- Passage -
# Banned one week?



## diaglo (Mar 6, 2003)

not me, but  i saw someone else's member status flashing this banner.

was it just a joke on the posters part or is this real?

btw, this is my first post on meta.


----------



## johnsemlak (Mar 6, 2003)

Pretty sure that's a joke.  I saw that banner being joked about on another thread somewhere.


----------



## Eternalknight (Mar 6, 2003)

I think i was either Darkness or Dinkledog (or another moderator) who came up with the idea.


----------



## johnsemlak (Mar 6, 2003)

Eternalknight said:
			
		

> *I think i was either Darkness or Dinkledog (or another moderator) who came up with the idea. *




Yup, it was something like that.  Someone else saw it and thought it would make a cool avatar


----------



## Dinkeldog (Mar 6, 2003)

Darkness posted it here first.  It's been other places, though.


----------



## Darkness (Mar 6, 2003)

Right, it's a joke, and it came uphere.


----------



## Eosin the Red (Mar 6, 2003)

> Someone else saw it and thought it would make a cool avatar





That would be me. It is a real eyesore but it is my eyesore   errrr.....darknesses eyesore that I stole. It is a joke, I hope.


----------



## Darkness (Mar 6, 2003)

I think it's not customary in EN World to ban _and_ taunt people; it's always either the one _or_ the other...


----------



## Eosin the Red (Mar 6, 2003)

Darkness said:
			
		

> *I think it's not customary in EN World to ban and taunt people; it's always either the one or the other... *




That is part of why I find it so funny. EN World would not label someone, it would just happen. All behind closed doors.

- Extracted material -
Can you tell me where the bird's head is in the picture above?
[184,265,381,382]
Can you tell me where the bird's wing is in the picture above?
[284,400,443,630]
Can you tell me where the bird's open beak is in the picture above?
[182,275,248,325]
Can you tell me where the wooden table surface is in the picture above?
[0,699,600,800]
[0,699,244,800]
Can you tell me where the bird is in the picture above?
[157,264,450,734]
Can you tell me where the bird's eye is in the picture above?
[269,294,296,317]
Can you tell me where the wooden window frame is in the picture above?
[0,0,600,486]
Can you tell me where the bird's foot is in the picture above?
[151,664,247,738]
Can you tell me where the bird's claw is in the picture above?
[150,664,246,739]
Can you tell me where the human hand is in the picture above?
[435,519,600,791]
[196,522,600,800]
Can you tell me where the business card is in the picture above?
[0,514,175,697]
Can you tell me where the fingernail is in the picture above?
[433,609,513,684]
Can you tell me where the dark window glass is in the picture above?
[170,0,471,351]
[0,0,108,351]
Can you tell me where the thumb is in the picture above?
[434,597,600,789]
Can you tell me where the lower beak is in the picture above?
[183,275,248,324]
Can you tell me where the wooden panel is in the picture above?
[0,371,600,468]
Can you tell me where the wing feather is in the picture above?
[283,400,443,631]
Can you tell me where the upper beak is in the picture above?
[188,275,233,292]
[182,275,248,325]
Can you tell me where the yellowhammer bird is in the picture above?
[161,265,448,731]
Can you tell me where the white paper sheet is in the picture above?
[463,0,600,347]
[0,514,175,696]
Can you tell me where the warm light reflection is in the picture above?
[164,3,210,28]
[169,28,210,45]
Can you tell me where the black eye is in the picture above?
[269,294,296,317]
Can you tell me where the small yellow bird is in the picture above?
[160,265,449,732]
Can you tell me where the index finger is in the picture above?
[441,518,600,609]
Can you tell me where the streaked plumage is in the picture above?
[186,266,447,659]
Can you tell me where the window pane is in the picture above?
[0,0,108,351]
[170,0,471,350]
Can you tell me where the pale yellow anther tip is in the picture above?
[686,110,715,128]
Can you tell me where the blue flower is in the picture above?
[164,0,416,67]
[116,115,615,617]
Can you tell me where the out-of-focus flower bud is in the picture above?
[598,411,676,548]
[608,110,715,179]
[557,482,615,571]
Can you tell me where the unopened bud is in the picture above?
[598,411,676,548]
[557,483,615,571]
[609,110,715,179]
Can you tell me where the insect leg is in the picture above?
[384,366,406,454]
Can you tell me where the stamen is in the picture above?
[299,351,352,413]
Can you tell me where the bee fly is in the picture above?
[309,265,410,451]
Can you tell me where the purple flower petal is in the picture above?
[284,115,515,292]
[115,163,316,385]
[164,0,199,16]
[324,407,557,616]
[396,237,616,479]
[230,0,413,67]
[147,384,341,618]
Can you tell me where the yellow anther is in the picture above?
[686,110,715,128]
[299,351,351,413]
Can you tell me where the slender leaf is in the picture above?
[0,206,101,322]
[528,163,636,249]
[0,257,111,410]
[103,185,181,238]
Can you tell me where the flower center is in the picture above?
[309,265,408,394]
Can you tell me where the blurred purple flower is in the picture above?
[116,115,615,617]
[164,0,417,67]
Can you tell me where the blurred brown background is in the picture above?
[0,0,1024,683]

- What this exercise asks -
(a) Reproduce the stretch of the listing from the line containing "Can you tell me where the blurred purple" through the end of the listing, both ends included.
(b) Write the next part of the forum thread about the joke ban banner, beginning after its last post.
The forum thread and the listing have no connection to each other.

- Written responses -
(a)
Can you tell me where the blurred purple flower is in the picture above?
[116,115,615,617]
[164,0,417,67]
Can you tell me where the blurred brown background is in the picture above?
[0,0,1024,683]

(b)
PS - if it is/becomes an issue I will remove it but "Smeagol liiiikkkes hiiis precious."


----------



## diaglo (Mar 6, 2003)

not really an issue. just curious. i've lurked here mostly in the past. and now i've started posting more often.

as for labels. i have noticed a few of those around here.

most start with Iconic.


----------



## Crothian (Mar 6, 2003)

Eosin the Red said:
			
		

> *
> 
> That is part of why I find it so funny. EN World would not label someone, it would just happen. All behind closed doors.
> *




Except the gnome, who seems to be quiet now


----------



## the Jester (Mar 9, 2003)

diaglo said:
			
		

> *not really an issue. just curious. i've lurked here mostly in the past. and now i've started posting more often.*




Glad to see you're venturing out from your story hour more, diaglo! 

Hope all's well in your area- hi to your honey and that sweet ol' dog.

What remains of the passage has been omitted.